[Your objective] From the records below, print exactly the lines starting at the one containing "Target: blouse sleeve" and ending at the one containing "Each instance of the young", ends included, and nothing else.

[Input material]

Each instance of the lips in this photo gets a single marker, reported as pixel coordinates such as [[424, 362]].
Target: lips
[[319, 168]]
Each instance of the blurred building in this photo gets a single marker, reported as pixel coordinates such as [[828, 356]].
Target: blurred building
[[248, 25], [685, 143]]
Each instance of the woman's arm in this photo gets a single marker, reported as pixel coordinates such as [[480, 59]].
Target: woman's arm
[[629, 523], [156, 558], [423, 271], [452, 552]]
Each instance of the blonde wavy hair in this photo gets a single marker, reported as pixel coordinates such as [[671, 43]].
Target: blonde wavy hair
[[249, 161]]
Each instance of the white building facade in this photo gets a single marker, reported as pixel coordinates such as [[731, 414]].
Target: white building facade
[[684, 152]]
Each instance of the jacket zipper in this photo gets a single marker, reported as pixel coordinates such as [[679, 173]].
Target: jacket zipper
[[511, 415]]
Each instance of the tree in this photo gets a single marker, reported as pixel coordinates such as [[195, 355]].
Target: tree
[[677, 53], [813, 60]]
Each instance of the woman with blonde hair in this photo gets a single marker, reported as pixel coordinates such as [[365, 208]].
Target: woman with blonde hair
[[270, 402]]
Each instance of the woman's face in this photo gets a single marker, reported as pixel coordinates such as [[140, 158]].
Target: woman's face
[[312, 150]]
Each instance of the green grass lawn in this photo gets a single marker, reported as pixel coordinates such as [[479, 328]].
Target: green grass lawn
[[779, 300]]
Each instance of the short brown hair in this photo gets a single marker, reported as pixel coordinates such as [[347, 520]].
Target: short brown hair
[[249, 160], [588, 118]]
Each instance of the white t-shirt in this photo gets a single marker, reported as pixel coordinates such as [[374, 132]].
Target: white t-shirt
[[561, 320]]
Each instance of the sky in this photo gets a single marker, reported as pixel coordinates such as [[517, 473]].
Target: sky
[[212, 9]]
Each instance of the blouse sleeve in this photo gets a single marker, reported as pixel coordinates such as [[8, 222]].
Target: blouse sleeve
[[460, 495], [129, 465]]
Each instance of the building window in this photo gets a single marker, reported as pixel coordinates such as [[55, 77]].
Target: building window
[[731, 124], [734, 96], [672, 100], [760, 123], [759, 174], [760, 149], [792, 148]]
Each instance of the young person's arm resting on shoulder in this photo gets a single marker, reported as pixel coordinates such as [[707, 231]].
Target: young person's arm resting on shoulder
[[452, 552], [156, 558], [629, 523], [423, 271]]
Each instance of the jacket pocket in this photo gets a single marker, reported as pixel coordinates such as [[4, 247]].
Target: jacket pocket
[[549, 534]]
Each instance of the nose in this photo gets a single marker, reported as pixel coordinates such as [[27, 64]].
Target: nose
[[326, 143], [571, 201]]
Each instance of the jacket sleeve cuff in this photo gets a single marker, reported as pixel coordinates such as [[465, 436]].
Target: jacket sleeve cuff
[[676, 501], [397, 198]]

[Task solution]
Target: blouse sleeve
[[460, 495], [129, 465]]
Each instance of the building window in this photo gets a single marker, reported as pixel coordinates such as [[55, 77]].
Target: building window
[[731, 124], [734, 96], [672, 100], [760, 123], [759, 174], [760, 149], [792, 148]]
Each instance of the young person's arm resting on shoulder in this photo gets a single marker, reported as pixel coordinates such as [[707, 231]].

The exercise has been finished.